Labeled-object pointing entries
————————
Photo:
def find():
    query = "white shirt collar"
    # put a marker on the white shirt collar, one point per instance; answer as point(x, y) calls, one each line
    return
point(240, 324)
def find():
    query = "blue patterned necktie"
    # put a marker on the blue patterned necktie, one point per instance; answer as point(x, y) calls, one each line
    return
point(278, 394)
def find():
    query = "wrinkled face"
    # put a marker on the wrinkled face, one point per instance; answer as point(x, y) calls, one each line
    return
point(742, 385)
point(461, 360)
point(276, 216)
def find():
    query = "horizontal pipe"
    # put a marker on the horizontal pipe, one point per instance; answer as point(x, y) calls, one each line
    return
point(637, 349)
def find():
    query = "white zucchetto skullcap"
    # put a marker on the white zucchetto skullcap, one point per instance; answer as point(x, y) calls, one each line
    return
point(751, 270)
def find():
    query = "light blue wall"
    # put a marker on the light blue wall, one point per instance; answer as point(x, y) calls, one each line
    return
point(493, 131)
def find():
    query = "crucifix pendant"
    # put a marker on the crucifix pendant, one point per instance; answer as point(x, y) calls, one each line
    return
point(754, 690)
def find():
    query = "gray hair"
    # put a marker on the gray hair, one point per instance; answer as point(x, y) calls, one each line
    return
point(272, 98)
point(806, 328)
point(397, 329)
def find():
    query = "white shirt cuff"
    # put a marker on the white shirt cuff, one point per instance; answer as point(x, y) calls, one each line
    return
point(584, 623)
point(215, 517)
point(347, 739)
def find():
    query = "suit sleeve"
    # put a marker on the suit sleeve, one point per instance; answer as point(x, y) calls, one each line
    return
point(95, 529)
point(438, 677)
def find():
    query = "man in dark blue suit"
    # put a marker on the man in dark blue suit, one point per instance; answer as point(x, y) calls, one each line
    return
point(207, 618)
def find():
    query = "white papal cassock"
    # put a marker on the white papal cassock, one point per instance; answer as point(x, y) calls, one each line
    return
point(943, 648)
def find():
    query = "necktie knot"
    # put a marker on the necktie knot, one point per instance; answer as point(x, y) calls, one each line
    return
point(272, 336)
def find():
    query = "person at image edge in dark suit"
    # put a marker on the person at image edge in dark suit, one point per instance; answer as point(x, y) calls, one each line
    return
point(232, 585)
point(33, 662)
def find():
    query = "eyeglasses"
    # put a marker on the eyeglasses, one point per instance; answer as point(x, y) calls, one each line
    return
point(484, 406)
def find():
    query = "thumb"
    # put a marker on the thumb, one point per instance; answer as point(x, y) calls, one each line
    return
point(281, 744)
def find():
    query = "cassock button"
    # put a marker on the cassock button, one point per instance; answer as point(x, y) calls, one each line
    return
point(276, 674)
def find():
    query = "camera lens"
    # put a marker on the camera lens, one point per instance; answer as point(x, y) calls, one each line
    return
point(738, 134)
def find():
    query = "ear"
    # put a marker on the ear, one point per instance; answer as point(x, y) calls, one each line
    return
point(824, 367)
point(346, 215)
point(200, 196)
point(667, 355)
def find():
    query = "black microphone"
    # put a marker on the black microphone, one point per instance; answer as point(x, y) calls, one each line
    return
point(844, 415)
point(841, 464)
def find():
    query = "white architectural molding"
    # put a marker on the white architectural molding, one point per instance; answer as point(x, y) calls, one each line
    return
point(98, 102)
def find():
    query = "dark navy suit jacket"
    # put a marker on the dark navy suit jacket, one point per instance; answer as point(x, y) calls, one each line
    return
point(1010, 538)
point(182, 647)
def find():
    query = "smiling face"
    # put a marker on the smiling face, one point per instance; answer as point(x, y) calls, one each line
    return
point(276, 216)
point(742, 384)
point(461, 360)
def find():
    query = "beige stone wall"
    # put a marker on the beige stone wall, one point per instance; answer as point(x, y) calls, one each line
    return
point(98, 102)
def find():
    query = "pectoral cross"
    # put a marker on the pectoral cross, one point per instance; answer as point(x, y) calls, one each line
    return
————————
DESCRIPTION OF THE TASK: Nothing in the listing may be changed; retype it all exactly.

TASK SOLUTION:
Photo:
def find():
    query = "white shirt collar"
    # put a marker on the white shirt collar, one point per instance; answer as point(x, y) calls, one each line
    return
point(240, 324)
def find():
    query = "blue patterned necktie"
    # put a marker on the blue patterned necktie, one point per instance; answer as point(x, y) calls, one each line
    return
point(278, 394)
def find():
    query = "wrinkled face"
    # put a marker on the wrinkled face, one point per instance; answer as point(x, y) calls, one each line
    return
point(742, 385)
point(461, 360)
point(276, 216)
def find():
    query = "horizontal pipe"
    # put a marker on the horizontal pipe, one point per instance; answer as point(x, y) calls, one each line
    return
point(637, 349)
def find():
    query = "white zucchetto skullcap"
    # put a marker on the white zucchetto skullcap, one point per instance; answer as point(x, y) calls, one each line
    return
point(751, 270)
def find():
    query = "light blue wall"
    # put a marker on the light blue wall, one point per instance; answer as point(x, y) calls, one each line
    return
point(493, 131)
def find():
    query = "crucifix pendant"
    # put a marker on the crucifix pendant, one point per instance; answer as point(x, y) calls, one each line
    return
point(754, 690)
def find():
    query = "gray hair"
    # put a marker on the gray hair, one point per instance; answer as point(x, y) calls, one each line
    return
point(272, 98)
point(806, 328)
point(397, 329)
def find():
    query = "white shirt cuff"
    # put a marker on the white shirt cuff, one point per instance; answer as point(x, y) calls, one each line
    return
point(584, 623)
point(215, 517)
point(347, 739)
def find():
    query = "suit sleeve"
    # put a marker on the suit sleeve, one point per instance; answer as point(x, y) calls, one each line
    return
point(95, 529)
point(438, 677)
def find():
    query = "man in dark blue suit"
    # put a marker on the man in dark blue suit, one point per instance; answer as point(x, y) calls, one each line
    return
point(207, 618)
def find():
    query = "white papal cassock"
    # put a marker on the white papal cassock, one point per instance; answer as point(x, y) calls, one each line
    return
point(943, 648)
def find():
    query = "necktie knot"
    # put a marker on the necktie knot, one point per instance; answer as point(x, y) calls, one each line
    return
point(272, 336)
def find():
    query = "person at image edge in dark suit"
    # put a marker on the person at image edge in dark suit, one point per instance; answer as point(x, y) calls, one each line
    return
point(232, 585)
point(33, 662)
def find():
    query = "eyeglasses"
    # put a marker on the eyeglasses, one point per instance; answer as point(x, y) calls, one each line
    return
point(484, 406)
def find():
    query = "thumb"
    # put a marker on the thumb, one point per instance; answer as point(x, y) calls, one each line
    return
point(281, 744)
def find():
    query = "cassock button"
    # put a marker on the cassock button, one point per instance; answer as point(x, y) calls, one each line
    return
point(276, 674)
def find():
    query = "camera lens"
    # put a marker on the camera lens, one point per instance; answer as point(x, y) calls, one each line
    return
point(738, 134)
def find():
    query = "ear"
    # put a marker on the ear, one point per instance; answer as point(x, y) calls, one each line
    return
point(824, 367)
point(346, 215)
point(200, 196)
point(667, 355)
def find():
    query = "black microphone"
    # put a marker on the black microphone, one point per instance; answer as point(x, y) calls, one each line
    return
point(844, 415)
point(841, 464)
def find():
    query = "white architectural molding"
    # put a marker on the white architectural molding, one point per instance; answer as point(x, y) calls, one each line
    return
point(98, 102)
def find():
    query = "dark navy suit jacket"
    # put a marker on the dark navy suit jacket, one point per instance; answer as point(x, y) calls, one each line
    return
point(1010, 538)
point(182, 647)
def find():
    query = "smiling face"
    # put a marker on the smiling face, one point per instance; answer as point(x, y) calls, one each line
    return
point(276, 216)
point(742, 384)
point(461, 360)
def find():
    query = "beige stone wall"
    # put a marker on the beige stone wall, one point per instance; answer as point(x, y) calls, one each line
    return
point(98, 102)
def find():
    query = "pectoral cross"
    # put a marker on the pectoral cross, one point per instance; answer as point(x, y) calls, one each line
    return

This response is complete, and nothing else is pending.